Task details :: Gather each line in the listing below that contains the string "buddleia" and copy those lines out in full, one per line.

## Begin Material provided

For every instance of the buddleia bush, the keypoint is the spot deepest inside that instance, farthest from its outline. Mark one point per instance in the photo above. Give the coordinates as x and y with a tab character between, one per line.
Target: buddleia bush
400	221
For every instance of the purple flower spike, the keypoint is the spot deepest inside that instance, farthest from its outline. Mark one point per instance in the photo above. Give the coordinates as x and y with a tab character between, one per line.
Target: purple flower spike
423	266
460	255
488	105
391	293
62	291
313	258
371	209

## End Material provided
## Begin Material provided

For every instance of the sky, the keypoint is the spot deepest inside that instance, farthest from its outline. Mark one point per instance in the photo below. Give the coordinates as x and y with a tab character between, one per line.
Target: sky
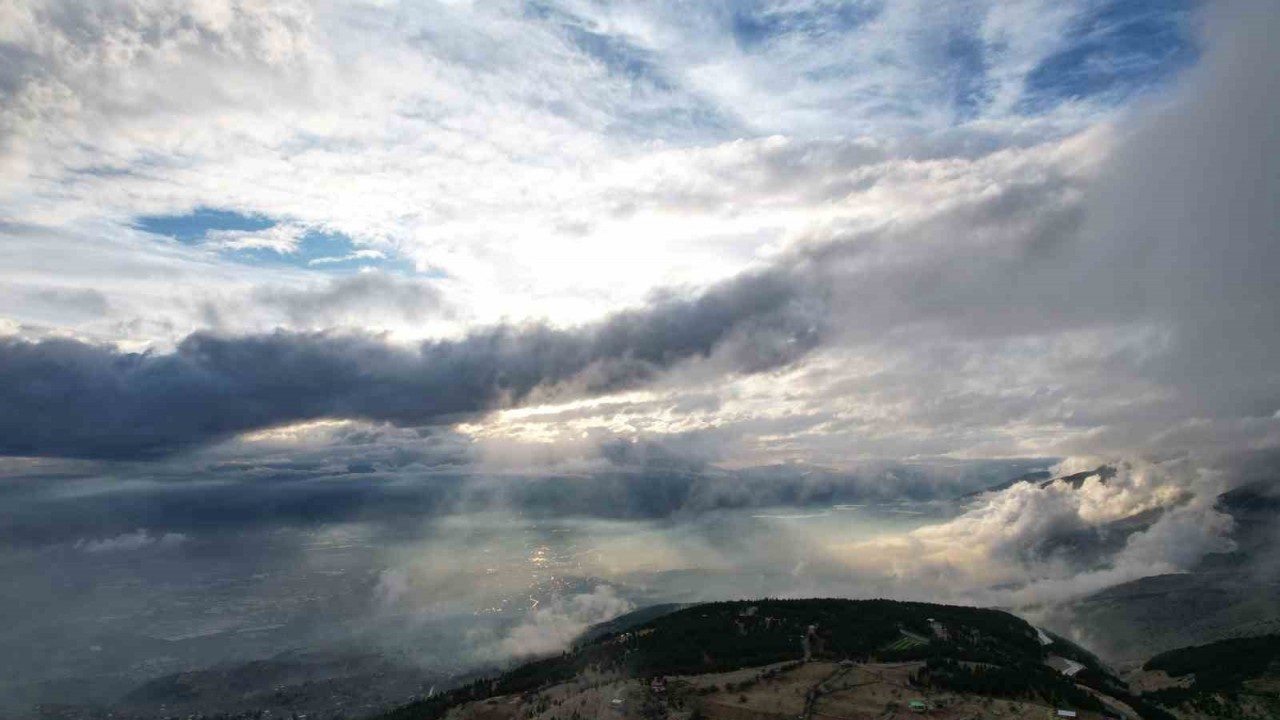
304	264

## End Material provided

Result ::
For every instance of the buddleia bush, the keypoint is the spot deepest inside that instance, farthest from its outline. Mark one point per instance in the photo above. Give the coordinates as x and y with a tab character between, one per line.
Target: buddleia bush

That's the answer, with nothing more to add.